◆ **Work to complete**
(1) In the conference account, what badge color did journalists wear?
(2) According to the conference account, why did the Technorati writer prepare an interview form and post it on the web before the event? Answer in one to three sentences.
(3) Write what comes next in the conference account, picking up after its last sentence.

──────── Study text

But is it fair to either the writer or the event to try to cover a three-day event in a third of the time? That would remain to be seen. Anticipating that all the other early-vetted journalists would have plenty of time for interviews and proper story submission the intrepid Technorati writer spends the next couple of days preparing an interview form and posting it on the web in hopes of engaging the speakers early and getting interview commitments early. (Technorati DLD Interview) He gets one commitment so that's a go, right? Almost.
Day one at the conference proves to be a complete and total media circus. 800+ guests, 100 speakers and who knows how many journos. If they weren't carting a camera it was either a laptop a palmtop, iPhone or next generation Dick Tracy watch. The place needed signs warning people with pacemakers. It was a digital madhouse and decked out with enough German security to bring back fond memories of Steve McQueen in 'The Great Escape' - but these guards weren't in the business of keeping people in - their job was to keep people out and they were good at it. All on the inside sported neck lanyards and plastic ID badges with blue for journos, red for participants and a bit of a fusia colour for speakers, making it a real challenge to tell the interview subjects from the hoi poloi, and looking for expensive Italian loafers wasn't going to help either. There were more of those on the guests than there would have been on the panelists or presenters. The writer pauses, considers the waters, checks the packed schedule, and realizes he'll be lucky to cover the main event, let alone interview anyone.

────────────────
──────── Recorded information

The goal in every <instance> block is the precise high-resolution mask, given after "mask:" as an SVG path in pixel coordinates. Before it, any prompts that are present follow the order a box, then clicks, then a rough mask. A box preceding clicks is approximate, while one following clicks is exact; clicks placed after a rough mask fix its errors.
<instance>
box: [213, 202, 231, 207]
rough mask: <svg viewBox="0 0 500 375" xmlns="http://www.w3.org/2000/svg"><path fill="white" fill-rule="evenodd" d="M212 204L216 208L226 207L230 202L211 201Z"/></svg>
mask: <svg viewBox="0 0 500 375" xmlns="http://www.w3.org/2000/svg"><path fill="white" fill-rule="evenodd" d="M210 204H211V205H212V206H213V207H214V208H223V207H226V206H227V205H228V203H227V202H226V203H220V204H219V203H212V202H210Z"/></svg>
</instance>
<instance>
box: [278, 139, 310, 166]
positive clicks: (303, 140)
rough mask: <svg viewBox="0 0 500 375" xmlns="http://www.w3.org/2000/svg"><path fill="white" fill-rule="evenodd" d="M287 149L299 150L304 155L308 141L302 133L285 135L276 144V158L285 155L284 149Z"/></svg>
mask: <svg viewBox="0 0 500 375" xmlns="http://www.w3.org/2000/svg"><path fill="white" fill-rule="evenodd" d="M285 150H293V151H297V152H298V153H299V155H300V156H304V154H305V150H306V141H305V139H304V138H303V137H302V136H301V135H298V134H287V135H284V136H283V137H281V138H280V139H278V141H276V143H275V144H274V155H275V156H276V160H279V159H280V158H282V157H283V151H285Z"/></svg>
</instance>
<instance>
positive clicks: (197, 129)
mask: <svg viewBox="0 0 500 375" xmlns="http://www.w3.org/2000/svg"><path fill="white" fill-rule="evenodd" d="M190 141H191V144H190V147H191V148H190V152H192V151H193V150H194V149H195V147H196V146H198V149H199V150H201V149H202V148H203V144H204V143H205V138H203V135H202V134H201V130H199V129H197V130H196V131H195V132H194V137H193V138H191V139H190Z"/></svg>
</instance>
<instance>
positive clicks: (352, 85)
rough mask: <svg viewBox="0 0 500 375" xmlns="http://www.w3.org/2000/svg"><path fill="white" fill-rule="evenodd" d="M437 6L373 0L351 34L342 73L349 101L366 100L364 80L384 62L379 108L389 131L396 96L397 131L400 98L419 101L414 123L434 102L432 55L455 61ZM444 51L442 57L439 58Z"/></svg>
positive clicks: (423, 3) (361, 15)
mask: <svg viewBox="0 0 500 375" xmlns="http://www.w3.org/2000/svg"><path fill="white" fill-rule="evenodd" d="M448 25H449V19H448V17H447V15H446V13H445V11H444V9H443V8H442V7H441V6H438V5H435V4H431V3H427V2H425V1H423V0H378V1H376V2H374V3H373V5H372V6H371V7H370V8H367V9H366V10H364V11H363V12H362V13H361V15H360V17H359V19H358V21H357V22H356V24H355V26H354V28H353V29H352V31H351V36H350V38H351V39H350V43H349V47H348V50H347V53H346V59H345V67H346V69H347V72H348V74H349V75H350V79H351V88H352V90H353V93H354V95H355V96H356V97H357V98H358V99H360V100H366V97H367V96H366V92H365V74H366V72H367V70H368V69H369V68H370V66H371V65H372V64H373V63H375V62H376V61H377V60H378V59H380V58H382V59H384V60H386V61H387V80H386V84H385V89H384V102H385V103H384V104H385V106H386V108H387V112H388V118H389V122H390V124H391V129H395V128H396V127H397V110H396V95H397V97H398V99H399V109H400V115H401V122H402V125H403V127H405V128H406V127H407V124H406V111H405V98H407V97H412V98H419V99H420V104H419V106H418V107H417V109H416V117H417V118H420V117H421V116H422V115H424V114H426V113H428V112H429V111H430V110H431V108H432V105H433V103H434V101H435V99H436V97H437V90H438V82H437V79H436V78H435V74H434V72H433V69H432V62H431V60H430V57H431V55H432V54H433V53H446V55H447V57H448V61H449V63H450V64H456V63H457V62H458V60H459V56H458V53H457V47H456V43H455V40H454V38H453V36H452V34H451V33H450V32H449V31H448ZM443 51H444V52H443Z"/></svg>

────────────────

◆ **Answer set**
(1) Blue.

(2) He expected the other early-vetted journalists to have plenty of time for interviews and for properly submitting their stories. So he posted the form in hopes of reaching the speakers early and getting interview commitments ahead of time.

(3)
A check in the press room reveals a live video stream for the event and a pack of writers just phoning it in from the Starship Enterprise bridge of the place. If our writer had half a brain he might have considered the same thing - it all came down to which half he would bring to the event that day. Luckily he had used up the left in pre-planning and only had the right left. Creativity and serendipity became his journalistic hemispheres for the day. The spirit of the good Dr. Thompson was indeed a felt presence. "When the going gets weird, the weird turn pro."
In conversations that day and continuing on to the lalapalooza Red Bull and liquor sucking festival the next evening, the writer tells his tale of getting into the whole shebang in the first place. "That's an amazing story", exclaims one attendee, "You've got to meet Peter Hirshberg. He was chairman of Technorati!". "No shit", responds the writer, "They got me here, maybe he got me here." On meeting Hirshberg the writer regales him with the story of how he came to cover the event and drink enough Red Bull to get an Iggy Pop physique in under 4 hours. Hirshberg, nonplussed simply responds, "Only a day pass? You should have told them you were flying in from New York to do it and they would have laid on the full package."
But a blogger that no one at all had known just a few days prior had worked, cajoled and snagged himself a legal invite the most sought after event in Europe, short of the econ summit in Davos on the last week of January in the year of 2010.
When asked how he felt about the whole affair, the writer responded, "Forget DLD next year. I'm going to start working on Davos now - and get them to do it with all bills paid - Clinton and Gates."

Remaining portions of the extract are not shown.